The episode reminds me of “Sakurajima,” a short story by Haruo Umezaki, published in The Catch and Other War Stories. In “Sakurajima,” a Japanese soldier in WWII, doubting his army after rumors of the Hiroshima bombing spread to his base (initial reports about the event were confused and somewhat suppressed in Japan) and after losing faith in his supervisor. When the emperor comes on the radio, declaring an end to the war, everyone at the base understands the significance of the moment and feels the weight of failure, but also the importance of moving forward. The speech seems to have had a profound universal quality captured in Umezaki’s fiction, which Hersey’s account corroborates.
II
On July 15, 1985, the New Yorker published a follow-up to Hiroshima. Hersey had caught up with his six survivors forty years later, and found out what they were up to.
In his initial reportage, Hersey observed that some people in Hiroshima seemed completely unaffected by the bomb, only to have symptoms show up months later, some of which quickly turned into fatalities. Hiroshima was published less than a year after the bomb dropped, and on his return to Japan, Hersey finds that illness struck some people years later. Father Kleinsorge, a German priest living in Japan, died in 1977. Hersey summarizes his life and work until then. He must have been either communicating with Kleinsorge since he published his initial story, or assembled his story from what other people told him.
Hersey follows up Kleinsorge’s story with Toshiko Sasaki who, in one of those weird ways, fills the gap that Kleinsorge left behind. In the interim years, Sasaki went from being a clerk who had to support her family into a religious woman, and then into a nun. Hersey, the son of two missionaries, doesn’t just keep thematic continuity by turning the story over to her, but demonstrates how spiritual leaders helped repair Japan in the aftermath of the war. G-d Himself is never incurred, but religious people play an important role in the story.
Hiroshima is completely serious. Hersey tells no jokes, and neither do the characters. In the follow up, though, there’s some room for levity. There’s an episode where Kiyoshi Tanimoto, a chaplain, is arrested for not having a proper license for the car he’s driving. When he gets to the police station, the officers take one look at him and laugh. The rookie cop didn’t realize he was the police chaplain. This sort of story would have been completely unfit for Hersey’s earlier piece. While the earlier article was unrelentingly grim, the follow up is, at least for a moment, optimistic, showing a city perhaps capable of having citizens who can lead routine lives.
But it isn’t entirely optimistic. Between some of the article’s sections, Hersey inserts paragraphs with a timeline of international nuclear weapons development. Their meaning to the modern reader isn’t entirely clear — those paragraphs are irrelevant to the story around them. But the end of the story brings up the importance of memory, of not repeating humanity’s mistakes. One of the characters is disturbed over reports of nuclear deterrence between Russia and the United States, and Hersey through his characters makes an implicit plea for Hiroshima and Nagasaki to be the end, not the beginning, of nuclear war.

■ **Data extract**:
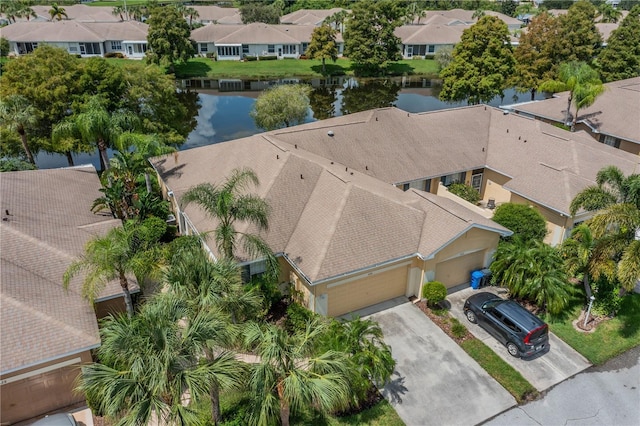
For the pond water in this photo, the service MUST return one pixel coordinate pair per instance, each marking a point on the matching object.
(225, 104)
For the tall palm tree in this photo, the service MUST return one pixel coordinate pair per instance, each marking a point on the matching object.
(149, 365)
(291, 375)
(207, 285)
(18, 114)
(57, 12)
(120, 253)
(583, 84)
(228, 204)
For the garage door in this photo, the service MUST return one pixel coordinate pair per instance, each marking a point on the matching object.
(458, 271)
(367, 291)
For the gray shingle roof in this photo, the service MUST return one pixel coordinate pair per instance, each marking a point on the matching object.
(47, 225)
(615, 112)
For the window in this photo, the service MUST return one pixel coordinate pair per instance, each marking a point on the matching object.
(454, 178)
(228, 50)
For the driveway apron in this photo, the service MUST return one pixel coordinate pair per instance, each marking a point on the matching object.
(435, 382)
(543, 370)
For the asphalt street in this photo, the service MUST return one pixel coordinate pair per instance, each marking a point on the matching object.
(608, 394)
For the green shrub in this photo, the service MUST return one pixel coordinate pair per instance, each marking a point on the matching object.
(457, 328)
(466, 192)
(434, 292)
(525, 222)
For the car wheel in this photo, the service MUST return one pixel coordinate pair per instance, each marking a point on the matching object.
(513, 349)
(471, 316)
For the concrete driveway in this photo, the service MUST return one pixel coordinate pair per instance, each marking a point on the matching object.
(435, 382)
(542, 371)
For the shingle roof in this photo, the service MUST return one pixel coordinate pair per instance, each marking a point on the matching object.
(47, 225)
(328, 219)
(615, 112)
(75, 31)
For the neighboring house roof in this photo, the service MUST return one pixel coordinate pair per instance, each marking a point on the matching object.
(328, 219)
(254, 33)
(309, 16)
(397, 147)
(430, 34)
(74, 31)
(47, 225)
(615, 112)
(217, 13)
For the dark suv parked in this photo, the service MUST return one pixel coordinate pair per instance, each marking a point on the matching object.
(523, 333)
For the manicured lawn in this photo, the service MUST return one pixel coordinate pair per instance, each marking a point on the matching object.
(504, 374)
(612, 337)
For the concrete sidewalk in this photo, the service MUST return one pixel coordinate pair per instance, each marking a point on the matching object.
(435, 382)
(542, 371)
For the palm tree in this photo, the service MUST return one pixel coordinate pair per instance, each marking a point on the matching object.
(535, 271)
(120, 253)
(228, 204)
(207, 285)
(291, 376)
(583, 84)
(57, 12)
(18, 114)
(149, 365)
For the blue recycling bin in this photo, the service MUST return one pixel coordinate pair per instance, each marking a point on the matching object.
(476, 279)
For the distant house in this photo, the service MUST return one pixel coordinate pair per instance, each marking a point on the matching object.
(613, 119)
(360, 208)
(234, 42)
(47, 332)
(128, 38)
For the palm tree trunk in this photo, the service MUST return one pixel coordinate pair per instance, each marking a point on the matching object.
(284, 406)
(127, 294)
(25, 145)
(69, 158)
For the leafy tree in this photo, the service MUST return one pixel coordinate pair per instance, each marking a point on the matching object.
(57, 12)
(227, 204)
(370, 357)
(525, 222)
(281, 106)
(482, 63)
(292, 375)
(18, 115)
(369, 37)
(583, 84)
(534, 271)
(581, 40)
(207, 286)
(148, 363)
(608, 13)
(620, 58)
(322, 102)
(535, 54)
(131, 250)
(260, 12)
(168, 37)
(323, 45)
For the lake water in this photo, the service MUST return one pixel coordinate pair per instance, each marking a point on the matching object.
(225, 105)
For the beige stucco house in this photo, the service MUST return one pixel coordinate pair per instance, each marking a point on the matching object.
(45, 332)
(347, 235)
(613, 119)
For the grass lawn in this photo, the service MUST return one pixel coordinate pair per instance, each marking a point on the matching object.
(611, 337)
(204, 67)
(504, 374)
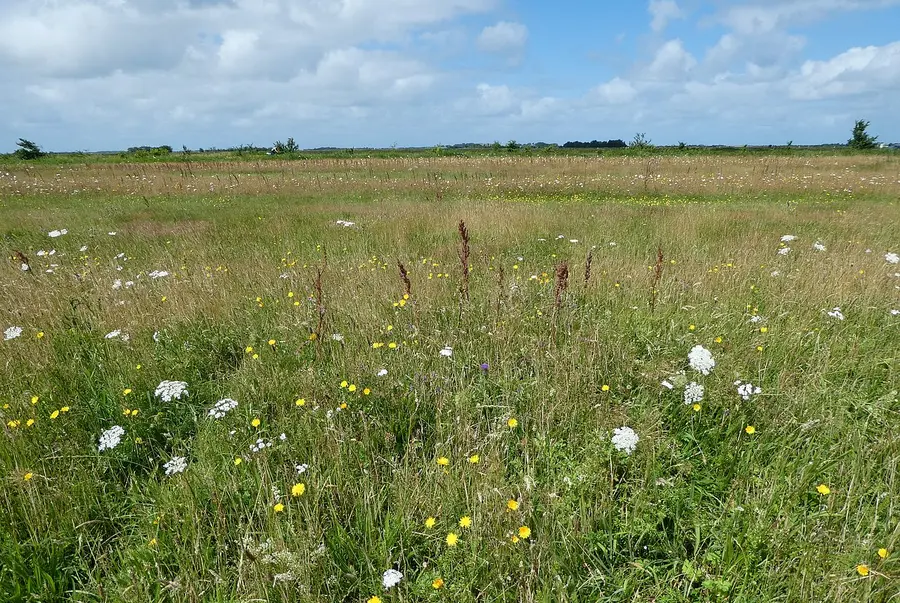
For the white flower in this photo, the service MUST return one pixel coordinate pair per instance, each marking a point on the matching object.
(222, 408)
(391, 578)
(625, 439)
(693, 392)
(746, 390)
(169, 390)
(12, 333)
(701, 359)
(110, 438)
(176, 465)
(836, 313)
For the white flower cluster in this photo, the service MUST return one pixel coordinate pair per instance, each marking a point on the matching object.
(746, 390)
(391, 578)
(176, 465)
(625, 439)
(836, 313)
(110, 438)
(260, 445)
(171, 390)
(693, 392)
(701, 359)
(222, 408)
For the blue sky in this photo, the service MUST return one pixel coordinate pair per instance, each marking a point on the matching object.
(109, 74)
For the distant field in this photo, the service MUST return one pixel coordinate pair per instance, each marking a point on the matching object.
(462, 428)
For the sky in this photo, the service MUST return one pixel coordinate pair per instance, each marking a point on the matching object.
(96, 75)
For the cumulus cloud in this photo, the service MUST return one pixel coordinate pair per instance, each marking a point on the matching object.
(504, 37)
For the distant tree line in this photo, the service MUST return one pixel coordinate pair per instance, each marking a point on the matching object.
(595, 144)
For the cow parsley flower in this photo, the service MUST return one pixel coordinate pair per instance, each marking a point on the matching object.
(701, 359)
(625, 439)
(169, 390)
(746, 390)
(110, 438)
(176, 465)
(693, 392)
(222, 408)
(391, 578)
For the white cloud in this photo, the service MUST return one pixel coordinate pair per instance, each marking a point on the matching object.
(663, 11)
(504, 37)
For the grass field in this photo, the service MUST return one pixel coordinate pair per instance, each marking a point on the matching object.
(461, 428)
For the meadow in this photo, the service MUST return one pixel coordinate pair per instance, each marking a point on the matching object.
(491, 379)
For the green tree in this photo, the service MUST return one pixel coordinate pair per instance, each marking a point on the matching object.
(28, 150)
(861, 139)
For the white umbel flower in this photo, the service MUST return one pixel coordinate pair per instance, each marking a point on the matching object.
(391, 578)
(171, 390)
(176, 465)
(110, 438)
(222, 408)
(693, 392)
(625, 439)
(701, 359)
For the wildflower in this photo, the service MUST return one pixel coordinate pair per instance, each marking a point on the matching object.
(391, 578)
(693, 393)
(701, 359)
(110, 438)
(625, 439)
(177, 464)
(169, 390)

■ **Assignment 1**:
In the essay on Hersey's Hiroshima, on what date did the New Yorker publish the follow-up?
■ **Assignment 2**:
Please quote the essay on Hersey's Hiroshima word for word, everything from "The episode reminds" down to "were up to.".

■ **Task answer 1**:
July 15, 1985

■ **Task answer 2**:
The episode reminds me of “Sakurajima,” a short story by Haruo Umezaki, published in The Catch and Other War Stories. In “Sakurajima,” a Japanese soldier in WWII, doubting his army after rumors of the Hiroshima bombing spread to his base (initial reports about the event were confused and somewhat suppressed in Japan) and after losing faith in his supervisor. When the emperor comes on the radio, declaring an end to the war, everyone at the base understands the significance of the moment and feels the weight of failure, but also the importance of moving forward. The speech seems to have had a profound universal quality captured in Umezaki’s fiction, which Hersey’s account corroborates.
II
On July 15, 1985, the New Yorker published a follow-up to Hiroshima. Hersey had caught up with his six survivors forty years later, and found out what they were up to.